# Stored data
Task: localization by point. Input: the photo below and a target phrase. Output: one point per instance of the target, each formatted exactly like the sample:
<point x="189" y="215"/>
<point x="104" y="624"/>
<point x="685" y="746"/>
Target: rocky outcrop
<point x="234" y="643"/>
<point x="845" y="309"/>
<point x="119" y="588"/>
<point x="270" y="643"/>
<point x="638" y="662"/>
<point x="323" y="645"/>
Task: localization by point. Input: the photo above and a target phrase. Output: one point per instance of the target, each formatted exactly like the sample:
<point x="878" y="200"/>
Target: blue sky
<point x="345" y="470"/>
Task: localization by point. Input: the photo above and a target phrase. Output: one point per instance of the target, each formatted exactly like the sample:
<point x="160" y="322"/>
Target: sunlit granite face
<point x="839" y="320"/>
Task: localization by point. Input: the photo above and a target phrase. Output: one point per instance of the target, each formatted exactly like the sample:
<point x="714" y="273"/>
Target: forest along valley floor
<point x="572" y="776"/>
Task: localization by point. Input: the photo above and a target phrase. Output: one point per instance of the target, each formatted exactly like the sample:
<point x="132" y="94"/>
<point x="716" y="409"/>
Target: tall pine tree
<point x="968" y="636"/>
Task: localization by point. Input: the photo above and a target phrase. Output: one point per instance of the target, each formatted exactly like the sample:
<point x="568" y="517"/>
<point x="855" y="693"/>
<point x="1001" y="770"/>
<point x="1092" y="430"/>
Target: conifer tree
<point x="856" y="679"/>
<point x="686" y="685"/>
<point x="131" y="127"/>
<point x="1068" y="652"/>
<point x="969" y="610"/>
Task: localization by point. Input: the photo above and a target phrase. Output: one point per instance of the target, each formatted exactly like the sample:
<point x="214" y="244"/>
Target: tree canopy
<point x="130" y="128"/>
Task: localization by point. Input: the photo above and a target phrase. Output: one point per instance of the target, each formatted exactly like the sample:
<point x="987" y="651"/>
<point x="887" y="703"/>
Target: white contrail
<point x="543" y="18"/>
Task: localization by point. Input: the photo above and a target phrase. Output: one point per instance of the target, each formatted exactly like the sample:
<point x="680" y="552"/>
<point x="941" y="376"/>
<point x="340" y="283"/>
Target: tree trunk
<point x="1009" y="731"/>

# Aim
Transcribe every item above word for word, changing nothing.

# Task result
Task: localization by point. Input: the photo below and a target phrase. Output: one point per instance of the target, each formatted exactly like the sample:
<point x="189" y="215"/>
<point x="104" y="624"/>
<point x="685" y="746"/>
Target: rocky outcrop
<point x="234" y="643"/>
<point x="845" y="309"/>
<point x="119" y="588"/>
<point x="270" y="643"/>
<point x="638" y="662"/>
<point x="323" y="645"/>
Task: localization by point. Input: the photo above and a target phrase. Output: one point per instance of the target, each formatted exactly like the sample:
<point x="878" y="200"/>
Target: blue sky
<point x="345" y="470"/>
Task: localization by point. Input: the photo above and a target phrase. Output: one point per instance of the target, each formatted exactly like the sample:
<point x="160" y="322"/>
Target: sunlit granite face
<point x="839" y="320"/>
Task: localization by point. Input: the photo above and a target phrase. Output: one point per instance of the target, each formatted exactly like the sample:
<point x="714" y="273"/>
Target: forest along valley floor
<point x="572" y="776"/>
Task: localization by point. Input: the photo above and a target phrase. Output: one point per instance of the target, each formatted exactly like the sample:
<point x="132" y="94"/>
<point x="716" y="409"/>
Target: tall pine tree
<point x="968" y="636"/>
Task: localization by point. Input: the photo above and a target phrase. Output: one point per instance of the target, each formatted exactly like the sample:
<point x="568" y="517"/>
<point x="855" y="693"/>
<point x="1001" y="770"/>
<point x="1092" y="430"/>
Target: conifer tree
<point x="856" y="679"/>
<point x="686" y="685"/>
<point x="131" y="127"/>
<point x="1068" y="652"/>
<point x="969" y="610"/>
Task: localization by point. Input: the photo above and a target phrase. Output: one point per instance of the target, each formatted exactly like the sample:
<point x="214" y="244"/>
Target: tree canopy
<point x="130" y="128"/>
Task: localization by point. Input: the photo above and a target phrase. Output: one point per instance of the target, each formatted exactly like the sample:
<point x="987" y="651"/>
<point x="887" y="703"/>
Target: white contrail
<point x="543" y="18"/>
Task: localization by point. Input: the photo above and a target phrase. Output: one point per instance of the target, each formatted exactly like the sample:
<point x="680" y="552"/>
<point x="941" y="376"/>
<point x="340" y="283"/>
Target: tree trunk
<point x="1009" y="731"/>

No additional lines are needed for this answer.